TASK DIRECTIONS
Could you update the data below, starting at the line containing "Reviewer note: confirm that each instance of the white rose" and ending at the line containing "384), (621, 705)]", so that every "integer pixel location" becomes "whole-number pixel position" with nothing else changed, and return only those lines?
— start of EXTRACTED ENTRIES —
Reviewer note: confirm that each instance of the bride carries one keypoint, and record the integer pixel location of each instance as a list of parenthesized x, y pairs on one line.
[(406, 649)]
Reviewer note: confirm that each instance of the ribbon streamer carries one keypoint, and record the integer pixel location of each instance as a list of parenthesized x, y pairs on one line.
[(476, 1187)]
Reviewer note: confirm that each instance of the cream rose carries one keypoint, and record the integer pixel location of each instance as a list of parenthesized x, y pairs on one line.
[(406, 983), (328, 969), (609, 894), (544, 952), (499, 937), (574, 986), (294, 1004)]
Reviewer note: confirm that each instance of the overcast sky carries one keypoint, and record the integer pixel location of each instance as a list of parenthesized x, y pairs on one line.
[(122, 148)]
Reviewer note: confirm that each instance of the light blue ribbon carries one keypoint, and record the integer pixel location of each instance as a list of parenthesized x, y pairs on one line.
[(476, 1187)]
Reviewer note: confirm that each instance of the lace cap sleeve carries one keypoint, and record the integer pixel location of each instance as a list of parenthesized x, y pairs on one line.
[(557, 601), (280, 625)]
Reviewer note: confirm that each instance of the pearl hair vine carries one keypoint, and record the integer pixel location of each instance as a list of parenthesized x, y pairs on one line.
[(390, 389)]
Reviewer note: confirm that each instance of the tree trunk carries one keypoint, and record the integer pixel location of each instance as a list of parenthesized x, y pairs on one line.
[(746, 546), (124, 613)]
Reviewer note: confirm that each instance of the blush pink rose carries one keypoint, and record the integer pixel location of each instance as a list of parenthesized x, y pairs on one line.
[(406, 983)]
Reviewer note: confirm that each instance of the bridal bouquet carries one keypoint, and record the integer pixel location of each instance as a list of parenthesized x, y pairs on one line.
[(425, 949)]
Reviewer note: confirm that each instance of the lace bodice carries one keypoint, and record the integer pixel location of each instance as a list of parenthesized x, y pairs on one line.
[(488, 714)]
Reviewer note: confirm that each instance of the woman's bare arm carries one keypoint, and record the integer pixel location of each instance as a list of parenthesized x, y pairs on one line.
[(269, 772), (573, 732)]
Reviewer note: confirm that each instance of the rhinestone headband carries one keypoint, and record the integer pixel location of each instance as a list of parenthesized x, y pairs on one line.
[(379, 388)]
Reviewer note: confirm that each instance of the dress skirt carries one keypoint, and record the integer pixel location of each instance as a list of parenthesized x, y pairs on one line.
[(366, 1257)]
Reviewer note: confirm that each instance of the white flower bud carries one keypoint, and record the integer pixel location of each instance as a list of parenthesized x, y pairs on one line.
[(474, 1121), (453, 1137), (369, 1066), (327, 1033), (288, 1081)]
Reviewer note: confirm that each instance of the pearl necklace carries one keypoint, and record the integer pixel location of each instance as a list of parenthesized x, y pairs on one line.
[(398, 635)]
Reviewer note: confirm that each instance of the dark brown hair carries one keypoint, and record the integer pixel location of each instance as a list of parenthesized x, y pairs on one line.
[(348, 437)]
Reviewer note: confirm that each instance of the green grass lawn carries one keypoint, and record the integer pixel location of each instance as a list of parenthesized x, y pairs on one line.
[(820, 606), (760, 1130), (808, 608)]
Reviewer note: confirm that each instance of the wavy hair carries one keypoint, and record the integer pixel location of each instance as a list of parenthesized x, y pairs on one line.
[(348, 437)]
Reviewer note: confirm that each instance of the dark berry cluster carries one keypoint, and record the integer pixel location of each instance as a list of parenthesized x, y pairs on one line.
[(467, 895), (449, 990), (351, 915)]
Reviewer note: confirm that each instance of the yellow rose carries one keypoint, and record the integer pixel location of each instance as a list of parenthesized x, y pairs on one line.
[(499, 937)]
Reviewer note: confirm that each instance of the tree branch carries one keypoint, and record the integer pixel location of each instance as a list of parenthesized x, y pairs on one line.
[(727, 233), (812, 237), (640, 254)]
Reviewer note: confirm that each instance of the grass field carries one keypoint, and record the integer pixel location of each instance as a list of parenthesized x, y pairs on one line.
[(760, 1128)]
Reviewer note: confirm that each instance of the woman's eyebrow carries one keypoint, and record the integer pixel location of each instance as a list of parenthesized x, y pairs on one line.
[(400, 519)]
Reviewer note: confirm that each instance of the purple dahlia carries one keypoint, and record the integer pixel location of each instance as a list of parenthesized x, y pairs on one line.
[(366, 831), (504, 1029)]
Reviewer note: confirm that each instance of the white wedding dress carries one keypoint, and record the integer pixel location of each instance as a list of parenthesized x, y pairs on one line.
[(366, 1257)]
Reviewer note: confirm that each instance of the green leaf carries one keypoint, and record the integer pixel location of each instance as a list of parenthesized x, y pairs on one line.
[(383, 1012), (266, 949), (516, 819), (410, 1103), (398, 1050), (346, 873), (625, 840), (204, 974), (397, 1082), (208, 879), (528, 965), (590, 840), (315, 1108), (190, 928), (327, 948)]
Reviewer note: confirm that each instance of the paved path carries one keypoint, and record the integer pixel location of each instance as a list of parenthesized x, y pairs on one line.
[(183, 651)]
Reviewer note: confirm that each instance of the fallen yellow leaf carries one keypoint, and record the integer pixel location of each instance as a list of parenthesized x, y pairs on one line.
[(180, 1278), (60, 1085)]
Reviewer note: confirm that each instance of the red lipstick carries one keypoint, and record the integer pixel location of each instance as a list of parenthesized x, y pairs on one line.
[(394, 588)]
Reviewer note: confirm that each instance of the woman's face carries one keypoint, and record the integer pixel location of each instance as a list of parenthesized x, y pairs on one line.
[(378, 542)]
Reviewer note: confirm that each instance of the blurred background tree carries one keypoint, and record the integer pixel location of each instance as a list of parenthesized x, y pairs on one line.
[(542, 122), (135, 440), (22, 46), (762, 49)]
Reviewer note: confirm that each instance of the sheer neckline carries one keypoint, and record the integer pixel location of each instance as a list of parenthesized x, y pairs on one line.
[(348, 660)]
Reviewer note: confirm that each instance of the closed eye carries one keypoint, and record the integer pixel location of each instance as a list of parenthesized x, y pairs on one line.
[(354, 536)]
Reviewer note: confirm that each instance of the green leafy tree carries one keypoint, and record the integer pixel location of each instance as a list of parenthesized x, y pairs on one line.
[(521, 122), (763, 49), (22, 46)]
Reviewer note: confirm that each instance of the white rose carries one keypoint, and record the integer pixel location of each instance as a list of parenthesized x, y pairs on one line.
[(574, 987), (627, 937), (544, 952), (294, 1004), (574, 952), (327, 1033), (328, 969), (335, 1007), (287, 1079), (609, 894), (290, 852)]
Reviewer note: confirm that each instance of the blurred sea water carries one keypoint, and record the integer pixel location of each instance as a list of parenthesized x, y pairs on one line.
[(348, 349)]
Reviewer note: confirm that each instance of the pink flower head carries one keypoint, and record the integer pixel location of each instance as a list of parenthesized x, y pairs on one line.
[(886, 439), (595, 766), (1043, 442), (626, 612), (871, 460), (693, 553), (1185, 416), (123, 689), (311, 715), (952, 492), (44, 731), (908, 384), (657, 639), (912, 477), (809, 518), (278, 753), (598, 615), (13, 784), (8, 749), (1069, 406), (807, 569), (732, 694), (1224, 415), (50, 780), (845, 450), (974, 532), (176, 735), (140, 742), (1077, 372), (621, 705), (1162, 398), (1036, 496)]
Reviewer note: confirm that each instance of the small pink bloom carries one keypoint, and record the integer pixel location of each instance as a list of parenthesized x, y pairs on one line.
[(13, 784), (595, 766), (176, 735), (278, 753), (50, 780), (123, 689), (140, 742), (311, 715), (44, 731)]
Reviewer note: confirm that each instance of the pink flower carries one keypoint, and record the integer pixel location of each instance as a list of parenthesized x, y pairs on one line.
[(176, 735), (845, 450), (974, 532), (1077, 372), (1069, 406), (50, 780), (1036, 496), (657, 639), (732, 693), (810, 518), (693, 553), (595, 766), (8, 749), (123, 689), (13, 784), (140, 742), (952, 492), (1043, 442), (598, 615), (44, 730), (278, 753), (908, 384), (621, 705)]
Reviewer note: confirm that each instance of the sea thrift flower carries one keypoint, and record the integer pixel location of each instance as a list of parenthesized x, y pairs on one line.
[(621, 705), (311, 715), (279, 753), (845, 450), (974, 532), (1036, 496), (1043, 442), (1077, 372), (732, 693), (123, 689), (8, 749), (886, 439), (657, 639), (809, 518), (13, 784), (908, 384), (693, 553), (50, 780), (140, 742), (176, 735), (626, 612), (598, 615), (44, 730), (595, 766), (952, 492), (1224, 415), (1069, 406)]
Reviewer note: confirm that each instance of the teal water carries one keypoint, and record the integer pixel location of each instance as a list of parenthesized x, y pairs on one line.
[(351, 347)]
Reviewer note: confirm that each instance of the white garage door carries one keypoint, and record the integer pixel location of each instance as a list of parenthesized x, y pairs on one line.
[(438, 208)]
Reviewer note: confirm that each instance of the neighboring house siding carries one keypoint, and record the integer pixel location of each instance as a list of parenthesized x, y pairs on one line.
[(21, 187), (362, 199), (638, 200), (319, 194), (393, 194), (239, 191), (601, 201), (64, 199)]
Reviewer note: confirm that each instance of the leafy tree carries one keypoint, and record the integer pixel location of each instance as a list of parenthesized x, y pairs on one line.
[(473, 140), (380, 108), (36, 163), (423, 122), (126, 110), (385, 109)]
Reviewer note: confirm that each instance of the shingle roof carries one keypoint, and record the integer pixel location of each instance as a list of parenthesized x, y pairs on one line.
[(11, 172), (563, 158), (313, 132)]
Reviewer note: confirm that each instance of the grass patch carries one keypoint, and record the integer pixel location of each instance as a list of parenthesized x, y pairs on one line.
— end of EXTRACTED ENTRIES —
THE COMPLETED TASK
Reviewer note: confirm that each instance of the white rose carries one keypoint, and record the whole-number pixel position of each instance as a list of parenthesized x, y pairs on one line.
[(574, 987), (627, 937), (544, 952), (294, 1004), (574, 952), (327, 1033), (328, 969), (335, 1007), (287, 1079), (609, 894), (290, 852)]
Reviewer note: confirm that each instance of the blurred sea water carries one keypoint, and record the whole-number pixel position of each instance as a list of parenthesized x, y pairs on one line.
[(348, 349)]
Reviewer note: confirm that each instance of the pink flower head carries one keypoint, and record the whole-number pixel position of each instance as a list of parenthesized x, y pairs on one line.
[(886, 439), (595, 766), (1043, 442), (626, 612), (871, 460), (693, 553), (1185, 416), (123, 689), (311, 715), (952, 492), (44, 731), (908, 384), (657, 639), (912, 477), (809, 518), (278, 753), (598, 615), (13, 784), (8, 749), (1069, 406), (807, 569), (732, 694), (1224, 415), (50, 780), (845, 450), (974, 532), (176, 735), (140, 742), (1077, 372), (621, 705), (1162, 398), (1036, 496)]
Reviewer note: confirm that each instance of the small pink bloom carries one keypoint, and record the whole-number pixel position of each instance as a list of parenthesized x, y pairs on one line.
[(13, 784), (595, 766), (176, 735), (278, 753), (50, 780), (123, 689), (140, 742), (311, 715), (44, 731)]
Reviewer note: confirm that each instance of the pink flower carries one keypoint, and record the whole-number pixel position of each instance as a list of parenthesized x, y pairs on one line.
[(176, 735), (845, 450), (974, 532), (1077, 372), (1069, 406), (50, 780), (1036, 496), (657, 639), (732, 693), (810, 518), (693, 553), (595, 766), (8, 749), (123, 689), (13, 784), (140, 742), (952, 492), (1043, 442), (598, 615), (44, 730), (278, 753), (908, 384), (621, 705)]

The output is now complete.